(Saved data entries)
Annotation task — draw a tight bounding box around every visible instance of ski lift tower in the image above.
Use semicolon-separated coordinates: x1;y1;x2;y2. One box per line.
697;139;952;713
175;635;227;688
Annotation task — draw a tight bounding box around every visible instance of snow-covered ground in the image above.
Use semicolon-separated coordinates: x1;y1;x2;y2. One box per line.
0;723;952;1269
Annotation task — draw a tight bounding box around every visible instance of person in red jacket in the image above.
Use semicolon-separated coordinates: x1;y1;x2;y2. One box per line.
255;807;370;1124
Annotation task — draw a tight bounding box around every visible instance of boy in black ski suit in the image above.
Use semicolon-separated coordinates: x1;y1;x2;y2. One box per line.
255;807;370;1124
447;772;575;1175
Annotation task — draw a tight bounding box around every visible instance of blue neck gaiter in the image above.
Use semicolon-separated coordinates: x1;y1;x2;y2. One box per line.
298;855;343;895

--- INSTRUCTIONS TO FOLLOW ---
Extract all of the data shown above and repeat it verbatim.

--- SOLUTION FOR THIS EXERCISE ---
Annotation task — draw a tight bounding box around every visible instance of ski lift tower in the image above.
Use semicolon-separated coordinates: x1;y1;x2;y2. One box per line.
697;139;952;713
175;635;227;688
Annotation task — draw a tight bounding box around every visible instance of snow-covered ground in the image above.
Use semicolon-separated coordinates: x1;y1;x2;y2. One box per line.
0;723;952;1269
Annotation task — draw a tight bounding box around every visible instance of person in red jacket in the image above.
Use semicolon-separated coordinates: x1;y1;x2;y2. One box per line.
255;807;370;1124
Annotation task — draw a tight bounding box around every visible instance of boy in black ski suit in the image above.
Use semicolon-separated coordinates: x1;y1;x2;y2. One box per line.
255;807;370;1124
447;772;575;1175
Annotation task — draw a tight bounding box around every visible instance of blue neck gaiter in the image above.
Use semicolon-separated coordinates: x1;y1;x2;y2. One box per line.
298;855;343;895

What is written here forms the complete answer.